# [Alıntı Metin]
= = = =
Rize'de 23 Kasım Çarşamba günü "4. Ulusal Taşkın Sempozyumu" düzenleyeceklerini belirten Eroğlu, Başbakan Yardımcısı Veysi Kaynak ile bu konferansa katılacaklarını bildirdi. Eroğlu, taşkınları önlemenin bir yolunun da HES'lerin yapılması olduğuna işaret etti.

"HES'ler yapılınca zehirli su çıkacağı" yönündeki iddiaları yalanlayan Eroğlu, "Suyun zehirlenmesi mümkün değil. Kimyasal madde kullanılmıyor. Bu külliyen yalan, kuyruklu yalan. Hatta HES'lerden çıkan su, oksijeni daha bol, daha temiz sudur. HES'e girerken birtakım sürüntü maddeleri orada alacak ki daha temiz, berrak olsun, türbin çarklarına zarar vermesin diye. Neticede çıkan su da oksijeni bol su." diye konuştu.

- "Dünyada en pahalı ve en çevreci işletme bu bakır işletmesi olacak"

Artvin'in Kafkasör Yaylası Cerattepe mevkisinde yürütülen madencilik faaliyetlerine ilişkin tepkilerin hatırlatılması üzerine Eroğlu, "Çevreyle uyumlu madenciliğe destek veriyoruz ama vahşi madenciliğe karşıyız." dedi.

Madencilik faaliyetlerini yürüten firmayla kendisinin de konuştuğunu anlatan Eroğlu, şöyle devam etti:

"Onlara 'Burada açık işletme olmaz.' dedim. 'Ormanları tahrip etmeden madeni al. Burada işletecek yer yok, bunu taşıyıp başka yerde işleteceksin.' Kabul etti. Bu sefer oradaki vatandaşlar bize geldi, 'Yol da olmasın.' dediler. Bunun üzerine ısrar ettik, 'Yol açma, teleferikle taşı.' dedik. Dolayısıyla bana göre, dünyada en pahalı ve en çevreci işletme bu bakır işletmesi olacak. Buna yürekten inanıyorum. Çünkü biz her türlü tedbiri aldık."

- "Yeşil Yol projesi kapsamında 10 bin fidan dikildi"
= = = =
# [Yapılacak Görevler]
1/ Alıntı metne göre HES'e girerken sürüntü maddelerinin alınmasının nedenini bir ya da iki cümleyle açıklayın.
2/ Lütfen alıntı metinden "Rize'de 23 Kasım" sözlerinden "olduğuna işaret etti." sözlerine kadar olan kısmı aynen çıkarın.
3/ Alıntı metinde adı geçen 4. Ulusal Taşkın Sempozyumu nerede ve hangi gün düzenlenecek?

Fotoğraf nesne işaretleme kayıtları
= = = =
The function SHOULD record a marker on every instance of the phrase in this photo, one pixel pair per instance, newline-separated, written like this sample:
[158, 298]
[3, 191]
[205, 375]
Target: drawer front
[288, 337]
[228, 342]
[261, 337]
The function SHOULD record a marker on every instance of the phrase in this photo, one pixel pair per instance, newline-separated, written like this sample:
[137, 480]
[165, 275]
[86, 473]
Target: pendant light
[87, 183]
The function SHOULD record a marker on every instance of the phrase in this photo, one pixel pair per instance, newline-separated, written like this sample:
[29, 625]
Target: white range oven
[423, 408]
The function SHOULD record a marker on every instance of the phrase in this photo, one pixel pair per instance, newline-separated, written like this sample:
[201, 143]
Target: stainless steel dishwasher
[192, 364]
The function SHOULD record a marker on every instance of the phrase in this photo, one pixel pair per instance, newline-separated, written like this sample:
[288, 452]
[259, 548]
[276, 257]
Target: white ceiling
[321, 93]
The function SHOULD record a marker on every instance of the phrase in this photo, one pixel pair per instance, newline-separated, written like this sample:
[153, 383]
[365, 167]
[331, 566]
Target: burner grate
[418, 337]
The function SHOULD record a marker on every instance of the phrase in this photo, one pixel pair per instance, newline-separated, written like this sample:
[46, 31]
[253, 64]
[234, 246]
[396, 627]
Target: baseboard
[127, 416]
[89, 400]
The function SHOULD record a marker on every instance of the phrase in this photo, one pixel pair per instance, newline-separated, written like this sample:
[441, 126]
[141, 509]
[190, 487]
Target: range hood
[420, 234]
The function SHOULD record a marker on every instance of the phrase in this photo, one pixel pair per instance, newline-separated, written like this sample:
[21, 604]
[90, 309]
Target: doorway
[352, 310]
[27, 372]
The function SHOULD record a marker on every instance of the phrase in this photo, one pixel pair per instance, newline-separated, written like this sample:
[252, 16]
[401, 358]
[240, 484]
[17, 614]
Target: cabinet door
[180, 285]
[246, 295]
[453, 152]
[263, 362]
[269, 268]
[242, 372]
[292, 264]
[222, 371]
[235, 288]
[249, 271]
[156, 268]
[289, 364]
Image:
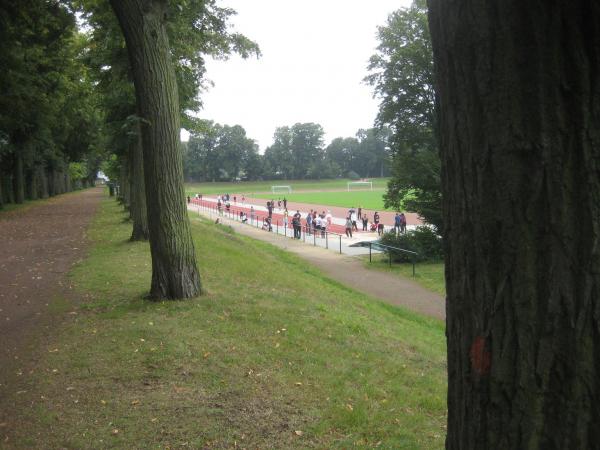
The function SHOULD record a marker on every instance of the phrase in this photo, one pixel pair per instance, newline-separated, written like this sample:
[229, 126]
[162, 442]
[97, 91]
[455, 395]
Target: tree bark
[124, 183]
[139, 213]
[174, 270]
[519, 109]
[19, 178]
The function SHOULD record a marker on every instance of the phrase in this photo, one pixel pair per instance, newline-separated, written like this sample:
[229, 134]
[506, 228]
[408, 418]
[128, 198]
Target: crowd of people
[315, 223]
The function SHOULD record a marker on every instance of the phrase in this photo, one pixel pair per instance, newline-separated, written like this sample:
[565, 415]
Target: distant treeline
[225, 153]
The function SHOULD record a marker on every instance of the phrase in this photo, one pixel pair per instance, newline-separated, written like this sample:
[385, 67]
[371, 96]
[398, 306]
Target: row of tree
[220, 153]
[49, 124]
[401, 73]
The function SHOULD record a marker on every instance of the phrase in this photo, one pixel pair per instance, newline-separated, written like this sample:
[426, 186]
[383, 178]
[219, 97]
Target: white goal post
[368, 184]
[277, 189]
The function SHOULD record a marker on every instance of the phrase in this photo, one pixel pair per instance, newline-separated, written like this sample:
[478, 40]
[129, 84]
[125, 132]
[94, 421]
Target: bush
[422, 240]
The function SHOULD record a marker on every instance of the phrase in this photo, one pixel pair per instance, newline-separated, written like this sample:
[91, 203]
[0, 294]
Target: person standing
[397, 224]
[308, 222]
[349, 227]
[297, 225]
[353, 220]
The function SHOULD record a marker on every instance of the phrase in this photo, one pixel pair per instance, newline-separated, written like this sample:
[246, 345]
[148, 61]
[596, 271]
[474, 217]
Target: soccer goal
[360, 185]
[279, 189]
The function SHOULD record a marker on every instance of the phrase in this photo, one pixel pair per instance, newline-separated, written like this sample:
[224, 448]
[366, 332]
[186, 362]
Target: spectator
[349, 226]
[297, 222]
[353, 220]
[286, 218]
[397, 224]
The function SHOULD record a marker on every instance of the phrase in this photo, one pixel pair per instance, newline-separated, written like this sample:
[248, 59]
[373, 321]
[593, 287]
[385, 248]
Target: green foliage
[48, 115]
[219, 153]
[423, 240]
[402, 75]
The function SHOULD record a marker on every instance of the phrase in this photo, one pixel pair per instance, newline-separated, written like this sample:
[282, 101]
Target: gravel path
[350, 271]
[38, 247]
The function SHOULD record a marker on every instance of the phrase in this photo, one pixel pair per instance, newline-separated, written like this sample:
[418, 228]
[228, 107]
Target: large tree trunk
[124, 183]
[139, 213]
[519, 104]
[19, 178]
[174, 270]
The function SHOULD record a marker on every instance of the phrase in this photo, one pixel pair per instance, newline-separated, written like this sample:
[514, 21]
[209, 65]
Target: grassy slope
[271, 348]
[428, 275]
[249, 187]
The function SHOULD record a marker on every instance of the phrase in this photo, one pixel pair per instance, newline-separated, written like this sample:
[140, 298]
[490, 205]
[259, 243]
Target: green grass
[10, 208]
[365, 199]
[430, 275]
[250, 188]
[272, 348]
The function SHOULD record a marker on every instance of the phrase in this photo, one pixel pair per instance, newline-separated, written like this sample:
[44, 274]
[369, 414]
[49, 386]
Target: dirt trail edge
[38, 247]
[350, 271]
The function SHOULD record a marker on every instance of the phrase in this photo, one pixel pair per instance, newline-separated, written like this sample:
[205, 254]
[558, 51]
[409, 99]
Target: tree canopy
[402, 77]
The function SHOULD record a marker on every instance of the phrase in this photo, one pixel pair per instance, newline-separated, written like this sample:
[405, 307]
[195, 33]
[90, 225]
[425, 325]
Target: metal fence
[318, 237]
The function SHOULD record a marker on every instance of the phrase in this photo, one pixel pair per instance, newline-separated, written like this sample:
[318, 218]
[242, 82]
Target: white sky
[314, 57]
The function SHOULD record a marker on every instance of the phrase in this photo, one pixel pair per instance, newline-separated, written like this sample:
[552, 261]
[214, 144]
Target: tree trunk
[139, 212]
[43, 183]
[519, 105]
[19, 178]
[124, 183]
[174, 270]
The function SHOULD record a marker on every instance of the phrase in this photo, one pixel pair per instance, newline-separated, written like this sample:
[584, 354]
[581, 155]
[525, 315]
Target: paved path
[350, 271]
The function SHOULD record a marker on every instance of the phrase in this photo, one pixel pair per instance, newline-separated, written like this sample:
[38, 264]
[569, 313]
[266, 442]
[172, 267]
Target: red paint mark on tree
[481, 358]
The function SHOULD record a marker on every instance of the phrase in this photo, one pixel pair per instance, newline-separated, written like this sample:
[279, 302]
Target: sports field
[322, 192]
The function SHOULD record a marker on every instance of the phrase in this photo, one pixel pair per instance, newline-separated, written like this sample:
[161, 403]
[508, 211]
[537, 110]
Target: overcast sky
[314, 57]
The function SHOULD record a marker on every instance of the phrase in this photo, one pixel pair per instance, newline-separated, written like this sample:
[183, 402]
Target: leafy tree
[174, 270]
[402, 75]
[47, 112]
[517, 84]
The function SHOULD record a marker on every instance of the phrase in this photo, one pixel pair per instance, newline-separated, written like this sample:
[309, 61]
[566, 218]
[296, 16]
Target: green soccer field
[322, 192]
[264, 187]
[364, 199]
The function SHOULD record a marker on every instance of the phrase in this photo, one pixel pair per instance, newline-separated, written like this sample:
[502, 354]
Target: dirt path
[350, 271]
[38, 246]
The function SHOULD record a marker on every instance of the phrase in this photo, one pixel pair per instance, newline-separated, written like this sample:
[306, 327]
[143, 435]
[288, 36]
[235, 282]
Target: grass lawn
[250, 188]
[429, 275]
[8, 208]
[366, 199]
[273, 355]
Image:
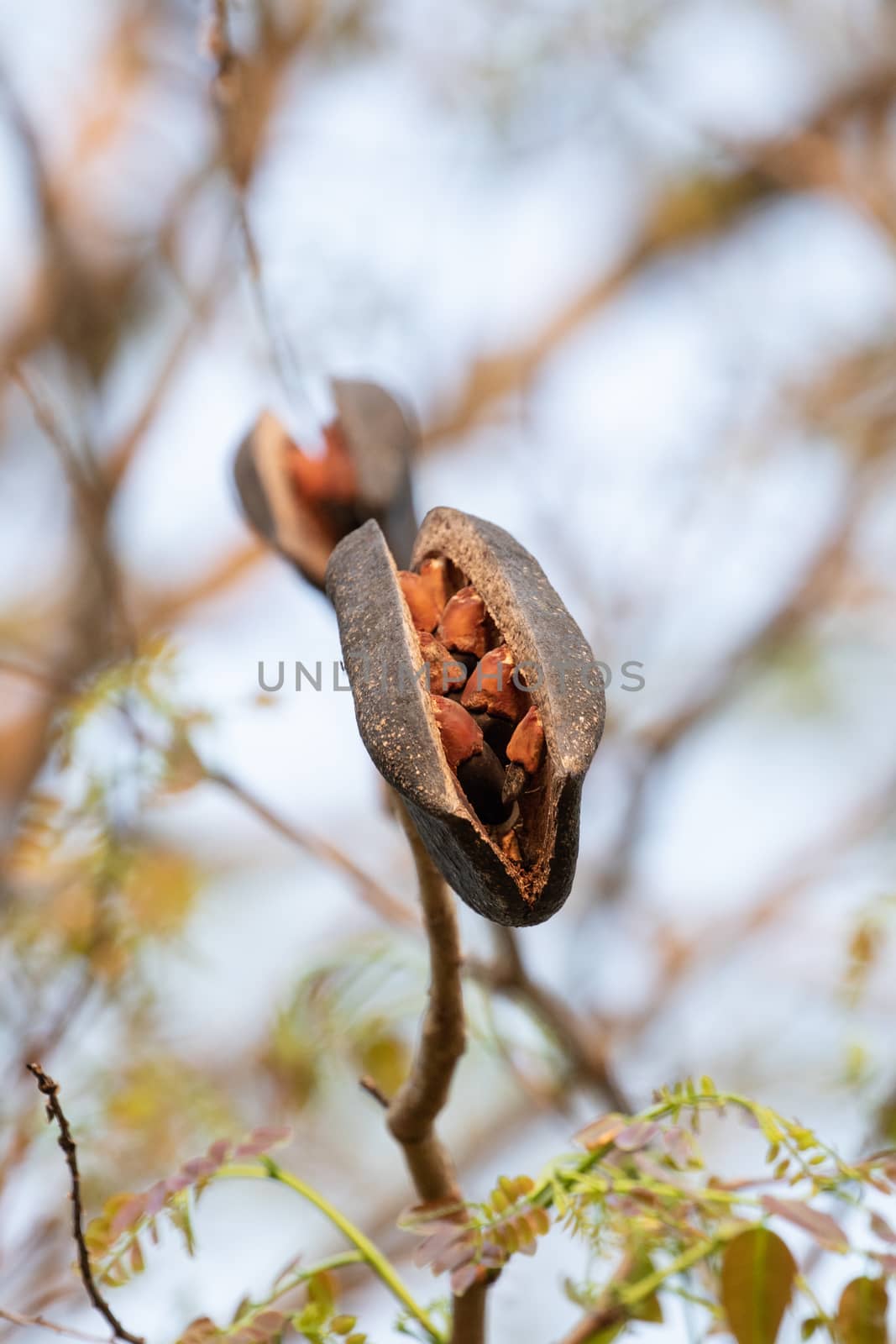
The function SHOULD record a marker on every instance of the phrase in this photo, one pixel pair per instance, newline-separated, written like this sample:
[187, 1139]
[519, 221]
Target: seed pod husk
[305, 506]
[513, 878]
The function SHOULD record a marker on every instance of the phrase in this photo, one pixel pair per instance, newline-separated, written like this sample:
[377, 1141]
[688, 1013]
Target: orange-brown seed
[329, 477]
[463, 625]
[490, 687]
[527, 745]
[443, 674]
[425, 613]
[461, 734]
[436, 575]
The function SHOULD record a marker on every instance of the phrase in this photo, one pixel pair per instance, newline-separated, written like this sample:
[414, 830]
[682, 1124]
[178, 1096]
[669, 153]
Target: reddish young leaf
[862, 1316]
[821, 1226]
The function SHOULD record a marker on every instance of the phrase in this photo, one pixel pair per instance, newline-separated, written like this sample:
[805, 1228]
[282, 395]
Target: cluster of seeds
[490, 732]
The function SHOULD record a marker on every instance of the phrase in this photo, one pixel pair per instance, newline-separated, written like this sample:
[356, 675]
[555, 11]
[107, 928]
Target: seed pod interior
[512, 859]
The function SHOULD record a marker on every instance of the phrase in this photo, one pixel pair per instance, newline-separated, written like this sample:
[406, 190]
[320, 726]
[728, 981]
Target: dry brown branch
[55, 1113]
[799, 605]
[416, 1108]
[376, 897]
[412, 1113]
[797, 161]
[161, 609]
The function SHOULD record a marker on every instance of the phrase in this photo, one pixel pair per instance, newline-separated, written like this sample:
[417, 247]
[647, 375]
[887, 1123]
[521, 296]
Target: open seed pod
[305, 504]
[503, 828]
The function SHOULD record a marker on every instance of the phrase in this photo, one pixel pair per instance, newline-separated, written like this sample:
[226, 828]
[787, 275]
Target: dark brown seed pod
[305, 504]
[519, 870]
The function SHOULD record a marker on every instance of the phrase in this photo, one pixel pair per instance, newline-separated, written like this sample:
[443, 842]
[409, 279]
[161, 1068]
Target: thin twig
= = = =
# [Görev Yanıtları]
1/ Sürüntü maddeleri, suyun daha temiz ve berrak olması için alınır. Ayrıca türbin çarklarına zarar vermemesi için de alınır.

2/
Rize'de 23 Kasım Çarşamba günü "4. Ulusal Taşkın Sempozyumu" düzenleyeceklerini belirten Eroğlu, Başbakan Yardımcısı Veysi Kaynak ile bu konferansa katılacaklarını bildirdi. Eroğlu, taşkınları önlemenin bir yolunun da HES'lerin yapılması olduğuna işaret etti.

3/ Rize'de, 23 Kasım Çarşamba günü.